Dataset records:

◇ ◇ ◇ ◇ ◇

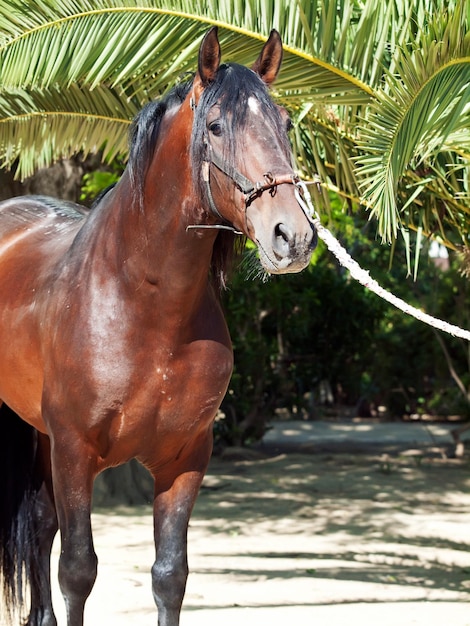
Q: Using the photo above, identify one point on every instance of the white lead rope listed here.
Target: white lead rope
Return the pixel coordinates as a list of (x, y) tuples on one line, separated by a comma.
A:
[(362, 276)]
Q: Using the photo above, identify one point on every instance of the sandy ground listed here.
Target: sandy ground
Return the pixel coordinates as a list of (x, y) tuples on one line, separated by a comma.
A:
[(313, 538)]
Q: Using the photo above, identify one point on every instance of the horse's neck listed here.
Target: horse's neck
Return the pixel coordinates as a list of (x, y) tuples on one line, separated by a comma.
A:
[(151, 247)]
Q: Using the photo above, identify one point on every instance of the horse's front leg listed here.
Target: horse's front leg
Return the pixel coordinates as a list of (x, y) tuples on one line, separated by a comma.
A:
[(73, 470), (172, 509)]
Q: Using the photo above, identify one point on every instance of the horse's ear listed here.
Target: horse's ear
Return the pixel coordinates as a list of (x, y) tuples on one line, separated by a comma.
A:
[(209, 57), (268, 63)]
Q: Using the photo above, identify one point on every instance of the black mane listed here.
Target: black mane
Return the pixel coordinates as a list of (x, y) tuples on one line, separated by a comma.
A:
[(231, 90)]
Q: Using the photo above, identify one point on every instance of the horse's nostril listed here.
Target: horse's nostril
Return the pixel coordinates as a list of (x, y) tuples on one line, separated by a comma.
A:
[(282, 241), (282, 232)]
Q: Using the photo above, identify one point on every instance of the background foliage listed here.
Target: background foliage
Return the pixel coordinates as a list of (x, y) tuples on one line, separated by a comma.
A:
[(379, 95)]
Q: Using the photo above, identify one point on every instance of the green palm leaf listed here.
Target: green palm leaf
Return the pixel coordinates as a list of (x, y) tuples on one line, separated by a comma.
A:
[(359, 78)]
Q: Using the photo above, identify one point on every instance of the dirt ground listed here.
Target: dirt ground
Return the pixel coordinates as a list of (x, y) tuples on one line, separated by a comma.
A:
[(317, 538)]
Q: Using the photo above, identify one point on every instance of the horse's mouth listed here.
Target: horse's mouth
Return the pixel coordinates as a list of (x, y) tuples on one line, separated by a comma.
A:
[(283, 265)]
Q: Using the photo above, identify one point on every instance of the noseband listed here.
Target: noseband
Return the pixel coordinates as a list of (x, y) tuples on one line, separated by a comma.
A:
[(250, 190)]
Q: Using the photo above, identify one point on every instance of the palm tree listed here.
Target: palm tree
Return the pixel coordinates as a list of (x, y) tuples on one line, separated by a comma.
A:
[(378, 91)]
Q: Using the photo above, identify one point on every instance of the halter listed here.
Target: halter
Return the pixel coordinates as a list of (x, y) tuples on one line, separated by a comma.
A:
[(251, 190)]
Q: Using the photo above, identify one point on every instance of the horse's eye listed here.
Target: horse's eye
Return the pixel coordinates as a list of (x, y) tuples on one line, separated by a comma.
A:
[(216, 128)]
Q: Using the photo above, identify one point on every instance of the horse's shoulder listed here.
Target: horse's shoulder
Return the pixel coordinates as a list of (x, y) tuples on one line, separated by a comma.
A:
[(62, 208)]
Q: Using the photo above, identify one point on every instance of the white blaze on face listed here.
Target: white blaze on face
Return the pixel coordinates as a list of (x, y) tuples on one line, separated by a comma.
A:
[(253, 105)]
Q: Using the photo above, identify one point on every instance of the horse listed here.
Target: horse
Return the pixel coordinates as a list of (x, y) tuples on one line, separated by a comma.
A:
[(113, 341)]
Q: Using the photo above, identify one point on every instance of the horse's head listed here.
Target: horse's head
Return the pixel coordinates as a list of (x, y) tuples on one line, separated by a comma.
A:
[(245, 163)]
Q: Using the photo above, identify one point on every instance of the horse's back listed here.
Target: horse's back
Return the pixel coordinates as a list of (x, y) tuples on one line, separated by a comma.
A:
[(24, 213), (35, 234)]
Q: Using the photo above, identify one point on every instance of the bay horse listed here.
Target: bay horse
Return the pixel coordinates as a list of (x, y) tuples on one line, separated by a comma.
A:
[(113, 341)]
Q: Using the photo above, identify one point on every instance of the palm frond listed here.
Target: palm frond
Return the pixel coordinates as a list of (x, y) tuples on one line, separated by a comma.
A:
[(412, 119), (40, 126)]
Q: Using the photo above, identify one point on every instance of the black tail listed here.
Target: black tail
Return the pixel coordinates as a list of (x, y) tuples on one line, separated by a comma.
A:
[(19, 484)]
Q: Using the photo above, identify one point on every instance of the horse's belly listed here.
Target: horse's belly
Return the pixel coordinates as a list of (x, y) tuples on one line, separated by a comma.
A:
[(175, 407)]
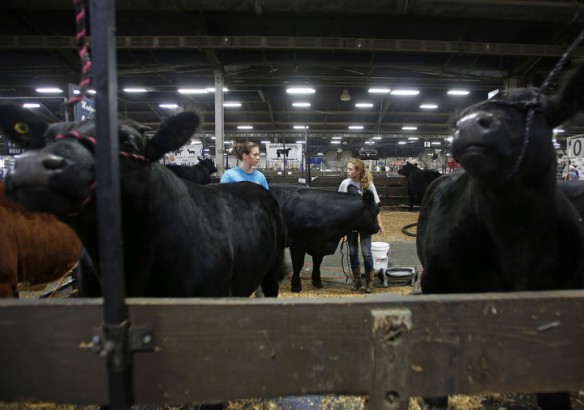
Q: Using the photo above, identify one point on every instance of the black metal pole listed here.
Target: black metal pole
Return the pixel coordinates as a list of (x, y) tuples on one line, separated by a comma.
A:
[(115, 330)]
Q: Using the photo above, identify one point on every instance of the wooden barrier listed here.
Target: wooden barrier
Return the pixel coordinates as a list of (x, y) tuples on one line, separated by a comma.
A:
[(387, 346)]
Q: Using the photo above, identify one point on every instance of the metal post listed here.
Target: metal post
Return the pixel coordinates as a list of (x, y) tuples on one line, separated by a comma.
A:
[(115, 329)]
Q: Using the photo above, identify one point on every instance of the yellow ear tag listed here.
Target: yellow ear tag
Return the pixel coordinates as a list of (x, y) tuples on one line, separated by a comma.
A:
[(21, 128)]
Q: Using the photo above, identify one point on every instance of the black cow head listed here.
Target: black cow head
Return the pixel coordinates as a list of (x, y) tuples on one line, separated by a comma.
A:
[(494, 140), (57, 174)]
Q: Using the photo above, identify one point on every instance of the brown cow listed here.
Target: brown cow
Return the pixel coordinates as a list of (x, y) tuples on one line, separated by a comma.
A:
[(34, 248)]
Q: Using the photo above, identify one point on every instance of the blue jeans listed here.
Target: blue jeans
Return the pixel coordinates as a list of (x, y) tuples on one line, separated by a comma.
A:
[(353, 241)]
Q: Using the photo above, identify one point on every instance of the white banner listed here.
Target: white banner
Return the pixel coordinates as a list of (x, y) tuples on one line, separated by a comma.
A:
[(280, 152), (576, 146)]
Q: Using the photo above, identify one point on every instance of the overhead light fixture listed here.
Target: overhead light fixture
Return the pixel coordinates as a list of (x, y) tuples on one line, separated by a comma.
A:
[(300, 90), (379, 90), (48, 90), (458, 92), (77, 92), (135, 90), (345, 96), (193, 91), (405, 92), (212, 89)]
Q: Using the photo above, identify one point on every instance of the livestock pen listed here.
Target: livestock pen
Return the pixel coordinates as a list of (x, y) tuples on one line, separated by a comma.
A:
[(121, 351)]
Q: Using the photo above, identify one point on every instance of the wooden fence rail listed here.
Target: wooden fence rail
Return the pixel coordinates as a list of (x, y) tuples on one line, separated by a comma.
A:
[(387, 346)]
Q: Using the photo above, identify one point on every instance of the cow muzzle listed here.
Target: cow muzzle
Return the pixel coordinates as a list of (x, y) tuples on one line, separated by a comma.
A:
[(33, 170)]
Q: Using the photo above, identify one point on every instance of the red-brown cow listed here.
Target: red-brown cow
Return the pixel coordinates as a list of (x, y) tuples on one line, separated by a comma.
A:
[(34, 248)]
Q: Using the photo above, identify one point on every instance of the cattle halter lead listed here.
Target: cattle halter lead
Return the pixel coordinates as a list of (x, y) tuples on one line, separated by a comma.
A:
[(534, 104), (123, 154)]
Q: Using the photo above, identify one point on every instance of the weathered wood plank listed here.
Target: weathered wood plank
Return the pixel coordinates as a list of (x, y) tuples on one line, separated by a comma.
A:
[(234, 348)]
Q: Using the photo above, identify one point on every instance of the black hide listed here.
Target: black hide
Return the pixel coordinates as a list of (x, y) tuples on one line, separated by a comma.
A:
[(317, 220), (418, 182), (502, 224), (179, 239)]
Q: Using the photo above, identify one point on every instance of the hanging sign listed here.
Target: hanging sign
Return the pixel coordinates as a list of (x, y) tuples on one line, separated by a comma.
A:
[(576, 146), (280, 152)]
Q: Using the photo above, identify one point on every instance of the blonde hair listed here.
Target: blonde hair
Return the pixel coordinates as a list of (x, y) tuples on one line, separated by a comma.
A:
[(243, 148), (365, 177)]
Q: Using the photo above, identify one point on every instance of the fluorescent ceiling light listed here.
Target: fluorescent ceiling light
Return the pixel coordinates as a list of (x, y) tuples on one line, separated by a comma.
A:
[(300, 90), (458, 92), (212, 89), (193, 91), (135, 90), (77, 92), (379, 90), (48, 90), (405, 92)]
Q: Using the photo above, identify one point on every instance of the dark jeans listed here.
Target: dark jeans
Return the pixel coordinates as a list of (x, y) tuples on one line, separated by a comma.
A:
[(353, 241)]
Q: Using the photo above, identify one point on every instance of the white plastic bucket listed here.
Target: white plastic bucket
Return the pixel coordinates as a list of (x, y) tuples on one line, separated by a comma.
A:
[(380, 252)]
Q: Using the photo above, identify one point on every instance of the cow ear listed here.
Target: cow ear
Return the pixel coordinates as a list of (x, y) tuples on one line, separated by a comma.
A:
[(368, 196), (569, 100), (173, 134), (21, 126)]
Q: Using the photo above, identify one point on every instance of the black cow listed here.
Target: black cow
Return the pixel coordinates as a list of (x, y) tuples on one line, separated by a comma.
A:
[(317, 220), (180, 239), (199, 173), (418, 181), (502, 224)]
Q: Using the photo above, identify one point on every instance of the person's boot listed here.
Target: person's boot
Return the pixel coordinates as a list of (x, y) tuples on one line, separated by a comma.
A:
[(356, 279), (370, 278)]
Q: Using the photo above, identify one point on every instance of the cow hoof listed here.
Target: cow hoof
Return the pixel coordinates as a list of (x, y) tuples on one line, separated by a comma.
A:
[(296, 285), (317, 284)]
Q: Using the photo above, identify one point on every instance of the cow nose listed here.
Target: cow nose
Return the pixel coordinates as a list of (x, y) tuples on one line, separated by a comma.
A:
[(53, 162)]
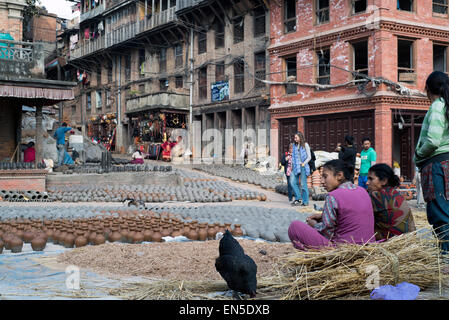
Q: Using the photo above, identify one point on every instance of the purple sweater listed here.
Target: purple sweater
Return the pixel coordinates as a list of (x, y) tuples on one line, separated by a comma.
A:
[(355, 219)]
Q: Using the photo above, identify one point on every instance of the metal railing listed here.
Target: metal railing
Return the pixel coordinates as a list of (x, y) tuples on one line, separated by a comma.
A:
[(122, 33), (16, 50)]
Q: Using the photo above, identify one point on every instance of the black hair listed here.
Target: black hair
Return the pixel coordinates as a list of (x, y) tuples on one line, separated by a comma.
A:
[(384, 171), (349, 139), (438, 83), (340, 166), (365, 139)]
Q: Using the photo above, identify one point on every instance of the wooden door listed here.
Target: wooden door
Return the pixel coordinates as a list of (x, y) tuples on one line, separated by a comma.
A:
[(288, 128)]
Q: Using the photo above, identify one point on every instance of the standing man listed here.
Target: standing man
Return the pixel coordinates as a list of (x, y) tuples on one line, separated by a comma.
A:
[(368, 157), (60, 141)]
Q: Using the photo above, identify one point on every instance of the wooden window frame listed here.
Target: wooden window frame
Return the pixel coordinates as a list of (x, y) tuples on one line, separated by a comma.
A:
[(286, 72), (287, 21), (317, 70), (202, 42), (317, 12), (236, 38), (353, 7), (239, 78), (260, 72), (259, 21), (178, 56), (413, 60), (353, 58), (438, 14), (202, 83), (446, 45)]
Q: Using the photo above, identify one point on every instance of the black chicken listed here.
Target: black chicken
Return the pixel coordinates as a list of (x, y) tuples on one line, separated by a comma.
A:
[(236, 268)]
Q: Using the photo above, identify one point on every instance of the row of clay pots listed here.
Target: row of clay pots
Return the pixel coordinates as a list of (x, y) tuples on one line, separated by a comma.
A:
[(81, 232)]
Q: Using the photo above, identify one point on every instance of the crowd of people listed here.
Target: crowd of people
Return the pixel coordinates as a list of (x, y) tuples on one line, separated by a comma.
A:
[(373, 210)]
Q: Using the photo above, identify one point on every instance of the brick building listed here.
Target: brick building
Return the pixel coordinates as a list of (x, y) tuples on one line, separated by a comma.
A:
[(336, 42), (134, 57), (230, 39)]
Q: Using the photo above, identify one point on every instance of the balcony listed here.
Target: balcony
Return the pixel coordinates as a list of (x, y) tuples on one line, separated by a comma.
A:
[(93, 13), (21, 59), (122, 33), (187, 4), (158, 100)]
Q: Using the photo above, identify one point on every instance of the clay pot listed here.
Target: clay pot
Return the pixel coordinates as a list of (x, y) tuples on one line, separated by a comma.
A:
[(192, 235), (138, 237), (99, 239), (202, 233), (211, 232), (38, 243), (156, 237), (147, 234), (237, 232), (115, 236), (69, 240), (16, 244), (81, 240), (28, 235)]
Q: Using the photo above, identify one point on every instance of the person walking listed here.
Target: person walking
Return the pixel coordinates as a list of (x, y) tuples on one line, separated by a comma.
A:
[(60, 141), (300, 170), (432, 156), (368, 159), (347, 153), (286, 162)]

◇ ◇ ◇ ◇ ◇

WORK TO BE COMPLETED
From the line holding "Target: horse's neck" to the line holding "Target: horse's front leg", inclusive, restate each line above exactly as written.

PROBLEM SOLUTION
Target: horse's neck
Return the pixel coordinates as a list of (x, y) tuples on one line, separated by a comma.
A:
[(151, 247)]
Q: Using the photo above, identify one point on every instance of the horse's front leg listed here.
Target: horse's front leg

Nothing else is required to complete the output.